READING TEXT =
☆ ☆ ☆ ☆ ☆ ☆ ☆

What Is Erythritol?

Erythritol is a type of sugar alcohol, also known as a “polyol,” a chemical combination of both a sugar and alcohol. Despite its suggestive name, sugar alcohols do not resemble the characteristics associated to preconceived alcohol sources of beer, wine, and liquor. Sugar alcohols naturally occur in plant-based fruits and vegetables though commercial manufacturers can essentially manipulate and transform them from a number of glucose syrups. But whether it be from their natural or man-made form, sugar alcohols (such as erythritol) is further incorporated into commercial products. Most commonly, erythritol is used as a nutritive sweetener, suggesting a low-calorie product while still offering sweetness and texture desirability. Ice creams, chewing gums, cookies, and other sweetened goods utilize sugar alcohols and coin themselves as a “sugar-free” or “low-carb” product.

☆ ☆ ☆ ☆ ☆ ☆ ☆

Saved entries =
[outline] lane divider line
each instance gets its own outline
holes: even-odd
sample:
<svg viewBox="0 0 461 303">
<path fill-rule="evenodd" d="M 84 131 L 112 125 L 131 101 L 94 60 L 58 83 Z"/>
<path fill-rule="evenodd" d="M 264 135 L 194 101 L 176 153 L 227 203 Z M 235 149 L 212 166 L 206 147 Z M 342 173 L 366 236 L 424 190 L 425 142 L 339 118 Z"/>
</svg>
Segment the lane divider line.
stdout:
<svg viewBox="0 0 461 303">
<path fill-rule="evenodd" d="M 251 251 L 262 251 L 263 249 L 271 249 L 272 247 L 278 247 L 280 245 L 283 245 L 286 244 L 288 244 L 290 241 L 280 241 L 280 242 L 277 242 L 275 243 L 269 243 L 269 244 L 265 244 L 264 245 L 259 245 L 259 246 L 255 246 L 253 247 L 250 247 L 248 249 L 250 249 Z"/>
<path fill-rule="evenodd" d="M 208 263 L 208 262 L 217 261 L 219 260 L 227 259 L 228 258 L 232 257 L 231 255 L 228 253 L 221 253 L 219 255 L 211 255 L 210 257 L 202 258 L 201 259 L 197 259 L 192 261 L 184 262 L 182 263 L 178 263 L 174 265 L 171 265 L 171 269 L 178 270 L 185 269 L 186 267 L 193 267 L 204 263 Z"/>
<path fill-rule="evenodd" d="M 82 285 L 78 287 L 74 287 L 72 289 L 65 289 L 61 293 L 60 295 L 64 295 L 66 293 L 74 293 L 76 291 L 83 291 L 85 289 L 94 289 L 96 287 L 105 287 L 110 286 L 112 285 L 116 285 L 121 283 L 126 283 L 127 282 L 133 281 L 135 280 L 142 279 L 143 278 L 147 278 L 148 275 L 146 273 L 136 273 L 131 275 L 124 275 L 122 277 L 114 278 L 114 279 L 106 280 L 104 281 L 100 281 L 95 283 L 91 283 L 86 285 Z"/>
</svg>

☆ ☆ ☆ ☆ ☆ ☆ ☆

Condense the paragraph of the erythritol text that begins "Erythritol is a type of sugar alcohol" into a short bulleted list that keeps its main facts.

EXERCISE SOLUTION =
- Erythritol is a sugar alcohol, or "polyol," a chemical combination of a sugar and an alcohol.
- Despite the name, sugar alcohols do not resemble beer, wine, or liquor.
- Sugar alcohols occur naturally in fruits and vegetables, and manufacturers can also make them from glucose syrups.
- In either form, they are added to commercial products.
- Erythritol is most often used as a nutritive sweetener. It suggests a low-calorie product while still providing sweetness and desirable texture.
- Ice creams, chewing gums, cookies, and other sweetened goods that use sugar alcohols are labeled "sugar-free" or "low-carb."